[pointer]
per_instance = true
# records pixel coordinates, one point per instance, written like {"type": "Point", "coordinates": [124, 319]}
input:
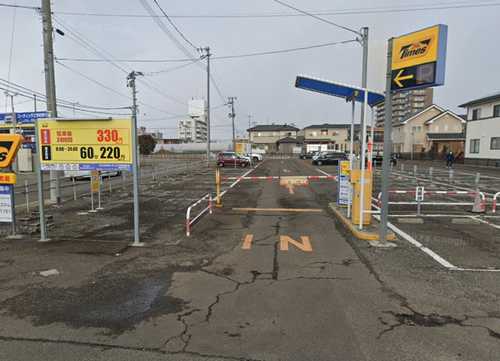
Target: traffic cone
{"type": "Point", "coordinates": [479, 206]}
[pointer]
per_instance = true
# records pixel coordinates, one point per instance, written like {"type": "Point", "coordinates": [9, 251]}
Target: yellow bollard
{"type": "Point", "coordinates": [218, 202]}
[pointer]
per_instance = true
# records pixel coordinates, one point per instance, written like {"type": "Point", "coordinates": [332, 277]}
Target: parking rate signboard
{"type": "Point", "coordinates": [419, 59]}
{"type": "Point", "coordinates": [85, 145]}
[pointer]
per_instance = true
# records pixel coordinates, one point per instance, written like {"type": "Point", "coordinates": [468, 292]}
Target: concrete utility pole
{"type": "Point", "coordinates": [364, 79]}
{"type": "Point", "coordinates": [384, 211]}
{"type": "Point", "coordinates": [14, 123]}
{"type": "Point", "coordinates": [135, 163]}
{"type": "Point", "coordinates": [232, 115]}
{"type": "Point", "coordinates": [206, 53]}
{"type": "Point", "coordinates": [50, 86]}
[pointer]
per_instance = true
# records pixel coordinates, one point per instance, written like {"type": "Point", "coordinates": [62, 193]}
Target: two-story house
{"type": "Point", "coordinates": [432, 132]}
{"type": "Point", "coordinates": [264, 138]}
{"type": "Point", "coordinates": [324, 137]}
{"type": "Point", "coordinates": [483, 130]}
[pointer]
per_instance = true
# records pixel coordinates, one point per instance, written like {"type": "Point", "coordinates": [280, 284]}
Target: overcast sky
{"type": "Point", "coordinates": [263, 85]}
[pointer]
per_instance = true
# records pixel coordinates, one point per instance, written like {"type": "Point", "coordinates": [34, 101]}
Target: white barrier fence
{"type": "Point", "coordinates": [420, 194]}
{"type": "Point", "coordinates": [190, 221]}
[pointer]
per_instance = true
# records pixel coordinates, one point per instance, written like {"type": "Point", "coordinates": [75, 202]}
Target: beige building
{"type": "Point", "coordinates": [264, 138]}
{"type": "Point", "coordinates": [432, 131]}
{"type": "Point", "coordinates": [404, 104]}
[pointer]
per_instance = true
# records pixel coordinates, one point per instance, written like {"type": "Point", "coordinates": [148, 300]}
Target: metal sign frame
{"type": "Point", "coordinates": [9, 146]}
{"type": "Point", "coordinates": [418, 59]}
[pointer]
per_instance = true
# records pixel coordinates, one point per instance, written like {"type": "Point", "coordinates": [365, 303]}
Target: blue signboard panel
{"type": "Point", "coordinates": [24, 117]}
{"type": "Point", "coordinates": [338, 90]}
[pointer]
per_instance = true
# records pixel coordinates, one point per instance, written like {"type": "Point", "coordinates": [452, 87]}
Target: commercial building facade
{"type": "Point", "coordinates": [483, 131]}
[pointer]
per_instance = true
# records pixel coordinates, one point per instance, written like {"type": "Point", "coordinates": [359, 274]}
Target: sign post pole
{"type": "Point", "coordinates": [363, 163]}
{"type": "Point", "coordinates": [39, 178]}
{"type": "Point", "coordinates": [387, 147]}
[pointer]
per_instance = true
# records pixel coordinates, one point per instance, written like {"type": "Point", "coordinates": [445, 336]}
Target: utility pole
{"type": "Point", "coordinates": [14, 122]}
{"type": "Point", "coordinates": [50, 86]}
{"type": "Point", "coordinates": [384, 209]}
{"type": "Point", "coordinates": [206, 53]}
{"type": "Point", "coordinates": [364, 79]}
{"type": "Point", "coordinates": [232, 115]}
{"type": "Point", "coordinates": [135, 158]}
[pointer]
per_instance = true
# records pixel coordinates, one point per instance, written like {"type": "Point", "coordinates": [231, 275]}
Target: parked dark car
{"type": "Point", "coordinates": [231, 159]}
{"type": "Point", "coordinates": [330, 158]}
{"type": "Point", "coordinates": [307, 155]}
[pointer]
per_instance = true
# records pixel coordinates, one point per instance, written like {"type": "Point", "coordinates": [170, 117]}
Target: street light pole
{"type": "Point", "coordinates": [135, 158]}
{"type": "Point", "coordinates": [207, 54]}
{"type": "Point", "coordinates": [232, 115]}
{"type": "Point", "coordinates": [364, 77]}
{"type": "Point", "coordinates": [50, 86]}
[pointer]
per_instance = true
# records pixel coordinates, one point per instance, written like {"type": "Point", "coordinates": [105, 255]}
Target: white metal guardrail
{"type": "Point", "coordinates": [420, 193]}
{"type": "Point", "coordinates": [494, 204]}
{"type": "Point", "coordinates": [190, 221]}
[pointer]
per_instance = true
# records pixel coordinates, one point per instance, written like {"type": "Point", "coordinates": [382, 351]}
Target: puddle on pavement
{"type": "Point", "coordinates": [116, 304]}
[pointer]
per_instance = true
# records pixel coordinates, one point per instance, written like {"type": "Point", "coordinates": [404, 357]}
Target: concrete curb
{"type": "Point", "coordinates": [361, 235]}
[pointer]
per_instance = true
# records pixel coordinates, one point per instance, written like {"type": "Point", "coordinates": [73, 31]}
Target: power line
{"type": "Point", "coordinates": [317, 17]}
{"type": "Point", "coordinates": [109, 88]}
{"type": "Point", "coordinates": [169, 70]}
{"type": "Point", "coordinates": [351, 11]}
{"type": "Point", "coordinates": [19, 6]}
{"type": "Point", "coordinates": [165, 30]}
{"type": "Point", "coordinates": [245, 55]}
{"type": "Point", "coordinates": [107, 57]}
{"type": "Point", "coordinates": [29, 93]}
{"type": "Point", "coordinates": [174, 26]}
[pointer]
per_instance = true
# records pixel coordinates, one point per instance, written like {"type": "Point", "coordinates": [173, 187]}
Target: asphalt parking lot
{"type": "Point", "coordinates": [269, 276]}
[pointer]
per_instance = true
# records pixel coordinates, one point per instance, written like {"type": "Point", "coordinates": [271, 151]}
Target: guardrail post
{"type": "Point", "coordinates": [99, 207]}
{"type": "Point", "coordinates": [218, 202]}
{"type": "Point", "coordinates": [26, 196]}
{"type": "Point", "coordinates": [73, 185]}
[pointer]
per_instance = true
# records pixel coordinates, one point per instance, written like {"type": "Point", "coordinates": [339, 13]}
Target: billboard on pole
{"type": "Point", "coordinates": [88, 144]}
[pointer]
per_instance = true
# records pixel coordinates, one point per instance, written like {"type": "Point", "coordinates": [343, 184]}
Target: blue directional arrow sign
{"type": "Point", "coordinates": [24, 117]}
{"type": "Point", "coordinates": [347, 92]}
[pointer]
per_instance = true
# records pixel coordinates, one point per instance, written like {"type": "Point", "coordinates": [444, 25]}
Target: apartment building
{"type": "Point", "coordinates": [405, 104]}
{"type": "Point", "coordinates": [194, 129]}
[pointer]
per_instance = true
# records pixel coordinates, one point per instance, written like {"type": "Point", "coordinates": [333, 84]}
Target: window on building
{"type": "Point", "coordinates": [495, 143]}
{"type": "Point", "coordinates": [496, 110]}
{"type": "Point", "coordinates": [474, 146]}
{"type": "Point", "coordinates": [476, 114]}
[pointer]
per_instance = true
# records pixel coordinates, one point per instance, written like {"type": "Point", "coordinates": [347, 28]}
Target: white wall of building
{"type": "Point", "coordinates": [483, 129]}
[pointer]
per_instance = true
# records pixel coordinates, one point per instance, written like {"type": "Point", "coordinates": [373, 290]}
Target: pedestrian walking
{"type": "Point", "coordinates": [450, 158]}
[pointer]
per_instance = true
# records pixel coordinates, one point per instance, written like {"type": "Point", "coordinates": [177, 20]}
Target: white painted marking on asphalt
{"type": "Point", "coordinates": [430, 252]}
{"type": "Point", "coordinates": [485, 222]}
{"type": "Point", "coordinates": [322, 171]}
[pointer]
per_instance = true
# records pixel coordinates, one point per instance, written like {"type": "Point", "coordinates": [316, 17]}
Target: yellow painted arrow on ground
{"type": "Point", "coordinates": [399, 78]}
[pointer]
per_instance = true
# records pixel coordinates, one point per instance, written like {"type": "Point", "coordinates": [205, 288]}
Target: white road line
{"type": "Point", "coordinates": [322, 171]}
{"type": "Point", "coordinates": [430, 252]}
{"type": "Point", "coordinates": [485, 222]}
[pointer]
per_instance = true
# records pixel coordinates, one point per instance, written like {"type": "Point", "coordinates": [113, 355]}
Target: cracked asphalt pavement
{"type": "Point", "coordinates": [255, 281]}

> _WHAT IS REQUIRED_
How many lines in the rows above contain the string "blue"? Case counts. Give only the number.

> _RESPONSE TO THIS EXERCISE_
2